Aim: Count the lines in the entries below that contain the string "water", where case counts, and reply with the number alone.

Supplied data:
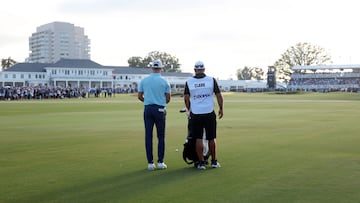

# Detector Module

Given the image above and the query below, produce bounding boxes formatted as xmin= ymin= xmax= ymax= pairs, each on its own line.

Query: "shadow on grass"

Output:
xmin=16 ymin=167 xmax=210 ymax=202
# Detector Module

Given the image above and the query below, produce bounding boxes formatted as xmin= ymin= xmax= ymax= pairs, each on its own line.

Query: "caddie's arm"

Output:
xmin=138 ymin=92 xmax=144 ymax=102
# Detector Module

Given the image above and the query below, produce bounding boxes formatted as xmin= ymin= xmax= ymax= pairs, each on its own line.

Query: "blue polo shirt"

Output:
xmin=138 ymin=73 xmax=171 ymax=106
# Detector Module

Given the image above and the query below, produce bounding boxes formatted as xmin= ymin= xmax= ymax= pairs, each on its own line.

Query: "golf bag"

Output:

==

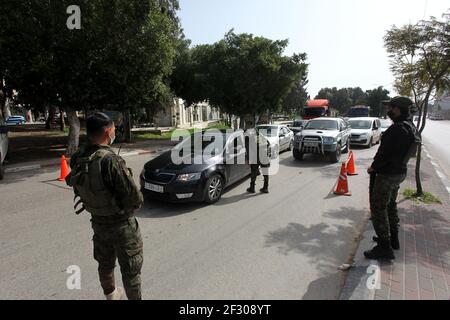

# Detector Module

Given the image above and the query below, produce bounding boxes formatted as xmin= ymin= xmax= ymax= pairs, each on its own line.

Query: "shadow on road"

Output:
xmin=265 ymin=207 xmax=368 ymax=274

---

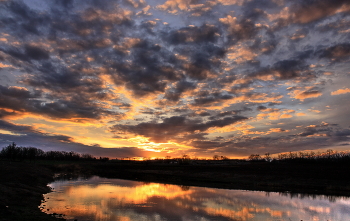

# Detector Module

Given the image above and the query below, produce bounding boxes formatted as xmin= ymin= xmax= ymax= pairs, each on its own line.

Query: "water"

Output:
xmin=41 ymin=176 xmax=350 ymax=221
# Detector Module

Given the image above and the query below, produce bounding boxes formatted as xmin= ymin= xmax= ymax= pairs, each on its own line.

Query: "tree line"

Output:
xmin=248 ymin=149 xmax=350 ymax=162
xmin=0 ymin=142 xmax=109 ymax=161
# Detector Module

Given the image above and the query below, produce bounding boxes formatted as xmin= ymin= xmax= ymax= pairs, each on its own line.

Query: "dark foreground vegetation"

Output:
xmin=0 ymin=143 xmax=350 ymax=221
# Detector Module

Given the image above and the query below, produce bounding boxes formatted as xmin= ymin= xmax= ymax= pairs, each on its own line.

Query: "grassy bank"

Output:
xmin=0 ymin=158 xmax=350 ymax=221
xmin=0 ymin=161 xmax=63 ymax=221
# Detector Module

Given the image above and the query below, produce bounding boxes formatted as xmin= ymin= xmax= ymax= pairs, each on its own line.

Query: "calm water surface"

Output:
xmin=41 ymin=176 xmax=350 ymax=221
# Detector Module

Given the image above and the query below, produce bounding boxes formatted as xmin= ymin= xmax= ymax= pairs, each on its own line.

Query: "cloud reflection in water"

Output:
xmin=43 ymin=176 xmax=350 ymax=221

Solved exercise: 3